§ **YOUR TASK**: Your output should be the line with "Target: blue plastic crate" plus all following lines to the end of the records, exactly as written and nothing more.

>>>

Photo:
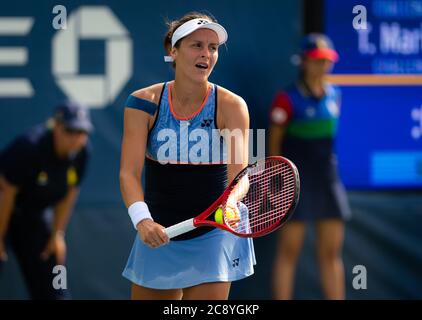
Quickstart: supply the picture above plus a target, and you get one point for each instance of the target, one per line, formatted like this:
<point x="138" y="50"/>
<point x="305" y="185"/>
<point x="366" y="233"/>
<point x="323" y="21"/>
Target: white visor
<point x="192" y="25"/>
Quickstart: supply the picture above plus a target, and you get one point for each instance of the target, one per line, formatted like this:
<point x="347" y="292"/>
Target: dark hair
<point x="173" y="25"/>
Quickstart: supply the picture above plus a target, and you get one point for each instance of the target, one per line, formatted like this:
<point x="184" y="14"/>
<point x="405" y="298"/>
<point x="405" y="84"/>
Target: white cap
<point x="192" y="25"/>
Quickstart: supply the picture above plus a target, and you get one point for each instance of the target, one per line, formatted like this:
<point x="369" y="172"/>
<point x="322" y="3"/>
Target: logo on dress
<point x="42" y="179"/>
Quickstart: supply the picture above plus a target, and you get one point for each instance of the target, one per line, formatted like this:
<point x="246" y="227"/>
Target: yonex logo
<point x="206" y="123"/>
<point x="235" y="262"/>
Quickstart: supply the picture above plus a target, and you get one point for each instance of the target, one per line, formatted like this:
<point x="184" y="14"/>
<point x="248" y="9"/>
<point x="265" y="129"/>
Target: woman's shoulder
<point x="151" y="93"/>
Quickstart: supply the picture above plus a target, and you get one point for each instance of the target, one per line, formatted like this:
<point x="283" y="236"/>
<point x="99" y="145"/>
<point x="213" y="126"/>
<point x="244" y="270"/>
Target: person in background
<point x="40" y="174"/>
<point x="303" y="123"/>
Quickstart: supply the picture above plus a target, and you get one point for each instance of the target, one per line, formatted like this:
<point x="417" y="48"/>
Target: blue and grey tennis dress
<point x="185" y="172"/>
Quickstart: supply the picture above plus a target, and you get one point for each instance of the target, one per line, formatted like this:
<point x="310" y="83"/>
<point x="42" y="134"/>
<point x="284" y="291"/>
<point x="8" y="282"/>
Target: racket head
<point x="259" y="200"/>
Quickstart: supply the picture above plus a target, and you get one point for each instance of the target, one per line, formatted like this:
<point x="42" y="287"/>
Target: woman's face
<point x="317" y="67"/>
<point x="197" y="55"/>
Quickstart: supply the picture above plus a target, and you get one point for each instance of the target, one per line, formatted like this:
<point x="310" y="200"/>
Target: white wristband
<point x="138" y="211"/>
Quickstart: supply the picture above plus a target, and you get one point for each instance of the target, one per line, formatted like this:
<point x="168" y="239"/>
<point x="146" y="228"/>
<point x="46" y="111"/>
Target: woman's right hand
<point x="3" y="254"/>
<point x="152" y="233"/>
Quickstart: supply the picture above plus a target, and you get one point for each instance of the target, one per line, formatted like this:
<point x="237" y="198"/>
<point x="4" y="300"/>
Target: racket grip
<point x="180" y="228"/>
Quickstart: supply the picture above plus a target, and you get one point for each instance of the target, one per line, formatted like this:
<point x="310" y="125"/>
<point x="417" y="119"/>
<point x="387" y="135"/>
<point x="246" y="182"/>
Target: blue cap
<point x="73" y="116"/>
<point x="319" y="46"/>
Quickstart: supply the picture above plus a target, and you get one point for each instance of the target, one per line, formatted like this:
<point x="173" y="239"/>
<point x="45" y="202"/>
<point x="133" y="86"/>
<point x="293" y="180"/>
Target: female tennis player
<point x="303" y="128"/>
<point x="173" y="130"/>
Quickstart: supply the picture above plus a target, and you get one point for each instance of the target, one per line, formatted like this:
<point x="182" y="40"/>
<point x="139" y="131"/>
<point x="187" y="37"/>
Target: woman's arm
<point x="135" y="135"/>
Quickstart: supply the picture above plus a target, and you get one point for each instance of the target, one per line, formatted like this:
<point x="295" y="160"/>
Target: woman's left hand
<point x="55" y="245"/>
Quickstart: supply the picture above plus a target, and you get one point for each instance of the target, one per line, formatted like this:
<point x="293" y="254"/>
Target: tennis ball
<point x="218" y="216"/>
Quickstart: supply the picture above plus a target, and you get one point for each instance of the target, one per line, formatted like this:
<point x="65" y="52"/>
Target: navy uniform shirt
<point x="43" y="179"/>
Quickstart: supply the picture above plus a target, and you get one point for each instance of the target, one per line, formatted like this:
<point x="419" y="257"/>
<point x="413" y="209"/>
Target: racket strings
<point x="267" y="190"/>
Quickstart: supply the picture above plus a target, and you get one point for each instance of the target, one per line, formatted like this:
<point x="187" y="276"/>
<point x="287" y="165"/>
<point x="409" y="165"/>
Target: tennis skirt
<point x="217" y="256"/>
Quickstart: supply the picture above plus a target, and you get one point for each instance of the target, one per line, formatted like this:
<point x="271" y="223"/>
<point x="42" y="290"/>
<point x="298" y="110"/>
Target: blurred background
<point x="111" y="48"/>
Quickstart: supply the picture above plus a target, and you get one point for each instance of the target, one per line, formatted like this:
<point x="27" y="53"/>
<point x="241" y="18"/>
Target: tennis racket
<point x="259" y="200"/>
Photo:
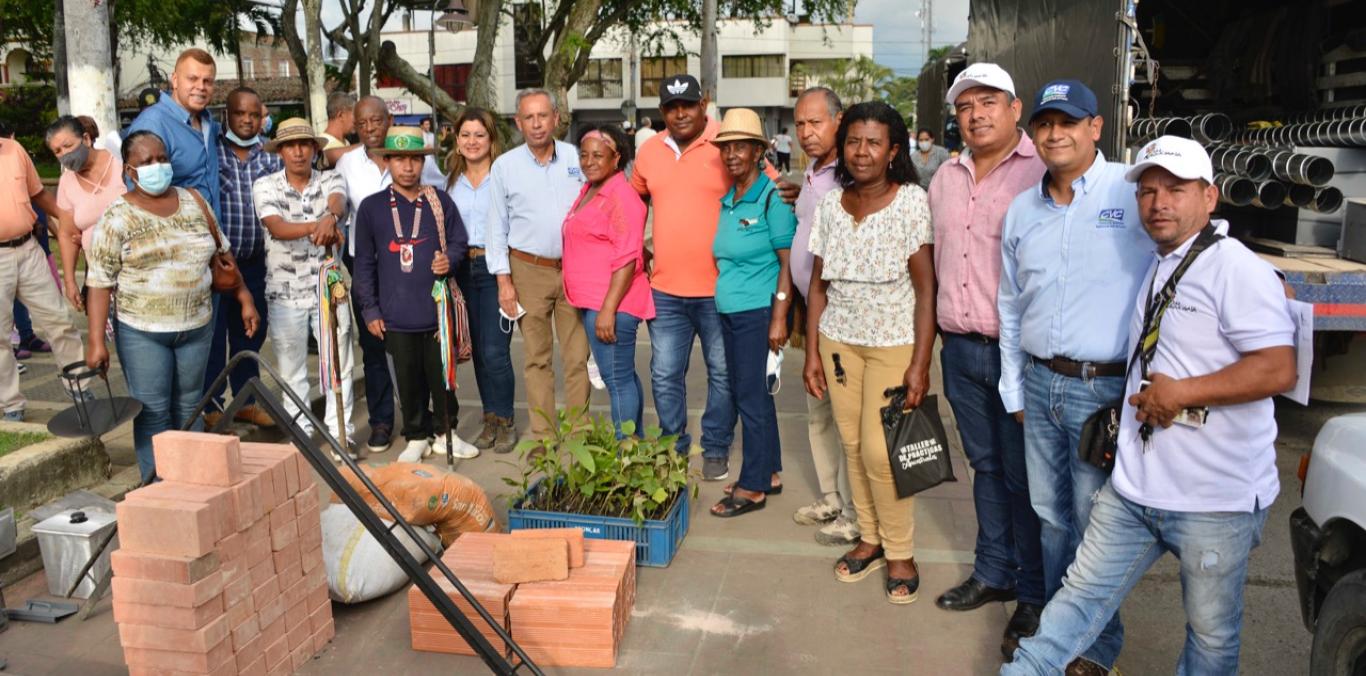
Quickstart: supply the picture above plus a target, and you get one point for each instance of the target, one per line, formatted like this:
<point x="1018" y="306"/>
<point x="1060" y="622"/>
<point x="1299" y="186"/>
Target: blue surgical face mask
<point x="243" y="142"/>
<point x="153" y="178"/>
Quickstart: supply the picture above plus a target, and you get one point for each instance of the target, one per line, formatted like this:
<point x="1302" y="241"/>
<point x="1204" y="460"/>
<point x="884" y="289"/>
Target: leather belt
<point x="1072" y="369"/>
<point x="534" y="260"/>
<point x="15" y="242"/>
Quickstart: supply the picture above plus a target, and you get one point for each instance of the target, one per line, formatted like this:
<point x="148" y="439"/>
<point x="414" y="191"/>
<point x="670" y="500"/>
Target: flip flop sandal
<point x="911" y="586"/>
<point x="732" y="505"/>
<point x="858" y="568"/>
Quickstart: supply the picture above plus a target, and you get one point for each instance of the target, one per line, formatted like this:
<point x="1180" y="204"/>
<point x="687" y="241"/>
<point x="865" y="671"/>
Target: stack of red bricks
<point x="571" y="620"/>
<point x="220" y="564"/>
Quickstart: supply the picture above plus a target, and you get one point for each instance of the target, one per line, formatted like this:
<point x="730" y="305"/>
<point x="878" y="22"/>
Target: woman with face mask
<point x="92" y="179"/>
<point x="928" y="157"/>
<point x="153" y="246"/>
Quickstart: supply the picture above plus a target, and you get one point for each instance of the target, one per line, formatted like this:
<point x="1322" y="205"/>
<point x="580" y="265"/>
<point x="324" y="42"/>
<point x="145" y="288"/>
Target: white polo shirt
<point x="364" y="178"/>
<point x="1228" y="303"/>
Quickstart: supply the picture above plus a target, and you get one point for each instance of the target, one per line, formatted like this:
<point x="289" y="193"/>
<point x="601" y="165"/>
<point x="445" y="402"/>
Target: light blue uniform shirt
<point x="527" y="204"/>
<point x="1070" y="273"/>
<point x="473" y="204"/>
<point x="193" y="152"/>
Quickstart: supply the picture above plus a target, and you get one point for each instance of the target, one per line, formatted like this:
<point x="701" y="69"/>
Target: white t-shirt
<point x="1228" y="303"/>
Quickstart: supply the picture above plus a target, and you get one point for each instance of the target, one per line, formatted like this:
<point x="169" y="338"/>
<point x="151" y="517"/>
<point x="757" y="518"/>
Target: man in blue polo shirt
<point x="1071" y="258"/>
<point x="182" y="119"/>
<point x="1198" y="485"/>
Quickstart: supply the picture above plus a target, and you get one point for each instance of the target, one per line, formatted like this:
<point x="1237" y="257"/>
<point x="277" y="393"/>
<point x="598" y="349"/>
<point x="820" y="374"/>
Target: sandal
<point x="732" y="505"/>
<point x="858" y="568"/>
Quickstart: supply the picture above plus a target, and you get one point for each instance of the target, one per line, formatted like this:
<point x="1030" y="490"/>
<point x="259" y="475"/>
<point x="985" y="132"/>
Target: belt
<point x="1072" y="369"/>
<point x="534" y="260"/>
<point x="18" y="241"/>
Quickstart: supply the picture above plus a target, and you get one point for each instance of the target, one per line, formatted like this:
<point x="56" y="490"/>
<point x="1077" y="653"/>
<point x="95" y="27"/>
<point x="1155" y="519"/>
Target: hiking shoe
<point x="842" y="531"/>
<point x="816" y="514"/>
<point x="380" y="437"/>
<point x="507" y="436"/>
<point x="489" y="433"/>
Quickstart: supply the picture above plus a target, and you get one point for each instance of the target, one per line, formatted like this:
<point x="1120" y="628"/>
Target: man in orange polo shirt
<point x="25" y="273"/>
<point x="680" y="174"/>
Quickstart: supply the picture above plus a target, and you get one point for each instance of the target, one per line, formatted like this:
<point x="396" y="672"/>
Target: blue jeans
<point x="746" y="363"/>
<point x="379" y="383"/>
<point x="1123" y="541"/>
<point x="164" y="372"/>
<point x="616" y="363"/>
<point x="676" y="322"/>
<point x="1008" y="553"/>
<point x="492" y="358"/>
<point x="1062" y="486"/>
<point x="230" y="336"/>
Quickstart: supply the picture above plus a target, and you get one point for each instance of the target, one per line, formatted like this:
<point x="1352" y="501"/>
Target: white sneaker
<point x="415" y="451"/>
<point x="459" y="448"/>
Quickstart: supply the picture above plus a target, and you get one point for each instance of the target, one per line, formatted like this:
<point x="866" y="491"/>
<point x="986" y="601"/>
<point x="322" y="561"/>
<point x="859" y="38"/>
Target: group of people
<point x="1060" y="284"/>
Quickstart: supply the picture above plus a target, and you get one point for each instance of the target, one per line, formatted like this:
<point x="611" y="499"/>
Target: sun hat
<point x="741" y="124"/>
<point x="294" y="129"/>
<point x="406" y="141"/>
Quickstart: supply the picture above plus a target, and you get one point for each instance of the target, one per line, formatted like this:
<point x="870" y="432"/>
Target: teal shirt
<point x="749" y="235"/>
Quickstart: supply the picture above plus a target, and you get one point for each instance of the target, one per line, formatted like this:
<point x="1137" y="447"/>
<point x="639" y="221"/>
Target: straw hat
<point x="294" y="129"/>
<point x="741" y="124"/>
<point x="406" y="141"/>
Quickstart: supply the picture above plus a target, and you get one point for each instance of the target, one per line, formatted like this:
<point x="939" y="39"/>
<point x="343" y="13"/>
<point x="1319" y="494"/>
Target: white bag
<point x="358" y="567"/>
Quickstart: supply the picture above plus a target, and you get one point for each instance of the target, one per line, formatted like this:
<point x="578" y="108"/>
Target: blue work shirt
<point x="1068" y="273"/>
<point x="527" y="204"/>
<point x="473" y="204"/>
<point x="193" y="152"/>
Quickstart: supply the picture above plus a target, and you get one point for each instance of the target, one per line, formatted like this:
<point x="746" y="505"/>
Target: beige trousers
<point x="883" y="518"/>
<point x="25" y="276"/>
<point x="549" y="316"/>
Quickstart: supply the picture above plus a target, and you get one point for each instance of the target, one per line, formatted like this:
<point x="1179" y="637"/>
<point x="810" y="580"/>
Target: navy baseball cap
<point x="1068" y="96"/>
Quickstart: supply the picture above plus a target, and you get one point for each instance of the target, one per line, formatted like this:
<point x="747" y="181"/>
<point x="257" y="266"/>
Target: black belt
<point x="15" y="242"/>
<point x="1072" y="369"/>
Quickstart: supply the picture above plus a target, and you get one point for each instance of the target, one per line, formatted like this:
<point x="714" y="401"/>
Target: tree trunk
<point x="481" y="90"/>
<point x="394" y="66"/>
<point x="89" y="71"/>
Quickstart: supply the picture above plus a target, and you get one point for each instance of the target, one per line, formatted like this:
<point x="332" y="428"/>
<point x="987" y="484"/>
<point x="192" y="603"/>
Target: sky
<point x="896" y="30"/>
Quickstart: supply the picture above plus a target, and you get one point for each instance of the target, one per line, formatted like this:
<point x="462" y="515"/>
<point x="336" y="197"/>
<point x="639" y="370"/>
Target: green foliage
<point x="581" y="467"/>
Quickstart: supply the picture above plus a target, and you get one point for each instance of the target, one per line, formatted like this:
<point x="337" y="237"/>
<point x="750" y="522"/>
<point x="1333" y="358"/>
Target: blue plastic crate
<point x="656" y="540"/>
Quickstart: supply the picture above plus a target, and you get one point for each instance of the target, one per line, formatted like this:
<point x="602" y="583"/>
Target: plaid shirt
<point x="238" y="219"/>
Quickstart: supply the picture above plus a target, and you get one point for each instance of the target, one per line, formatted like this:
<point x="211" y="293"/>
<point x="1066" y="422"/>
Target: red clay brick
<point x="180" y="570"/>
<point x="198" y="458"/>
<point x="165" y="527"/>
<point x="131" y="590"/>
<point x="517" y="560"/>
<point x="573" y="536"/>
<point x="163" y="638"/>
<point x="167" y="616"/>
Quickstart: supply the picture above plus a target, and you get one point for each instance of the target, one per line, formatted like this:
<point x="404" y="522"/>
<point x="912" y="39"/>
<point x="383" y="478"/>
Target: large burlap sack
<point x="358" y="567"/>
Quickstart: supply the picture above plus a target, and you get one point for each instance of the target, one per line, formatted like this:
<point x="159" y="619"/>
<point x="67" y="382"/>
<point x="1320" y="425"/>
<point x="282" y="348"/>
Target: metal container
<point x="67" y="541"/>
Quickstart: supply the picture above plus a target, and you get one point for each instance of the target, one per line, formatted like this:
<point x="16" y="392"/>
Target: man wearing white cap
<point x="1195" y="471"/>
<point x="969" y="197"/>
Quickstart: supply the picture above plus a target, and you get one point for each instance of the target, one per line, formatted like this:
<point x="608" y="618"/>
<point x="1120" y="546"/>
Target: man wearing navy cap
<point x="1072" y="256"/>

<<<

§ **RESULT OF THIS TASK**:
Target: blue plastic crate
<point x="656" y="540"/>
Quickstart: supply the picture above plus a target, and you get one point for each instance of the target, one per line, formatted like this:
<point x="602" y="583"/>
Target: plaid shirt
<point x="238" y="219"/>
Quickstart: supply the picture above plus a target, and you get one point for each instance of the target, one per line, formatted like this:
<point x="211" y="293"/>
<point x="1066" y="422"/>
Target: red clay brick
<point x="180" y="570"/>
<point x="198" y="458"/>
<point x="165" y="527"/>
<point x="131" y="590"/>
<point x="517" y="560"/>
<point x="573" y="536"/>
<point x="163" y="638"/>
<point x="167" y="616"/>
Quickstart: supply the picture above plus a target, and you get one point for each instance of the target, one per line, formatted like this:
<point x="404" y="522"/>
<point x="912" y="39"/>
<point x="383" y="478"/>
Target: large burlap sack
<point x="358" y="567"/>
Quickstart: supply the picture above plus a target, and you get one point for each instance of the target, one per line, formatted like this:
<point x="159" y="619"/>
<point x="67" y="382"/>
<point x="1320" y="425"/>
<point x="282" y="348"/>
Target: metal container
<point x="67" y="541"/>
Quickstart: supply the picture above plus a target, and you get one point for each instance of the target, one per line, formatted like this:
<point x="16" y="392"/>
Target: man wearing white cap
<point x="1195" y="471"/>
<point x="969" y="197"/>
Quickstart: supply the picture above plus a target, and you get one point for each instance of the target, one per line, formatted like this:
<point x="608" y="618"/>
<point x="1120" y="546"/>
Target: man wearing navy cap
<point x="1072" y="256"/>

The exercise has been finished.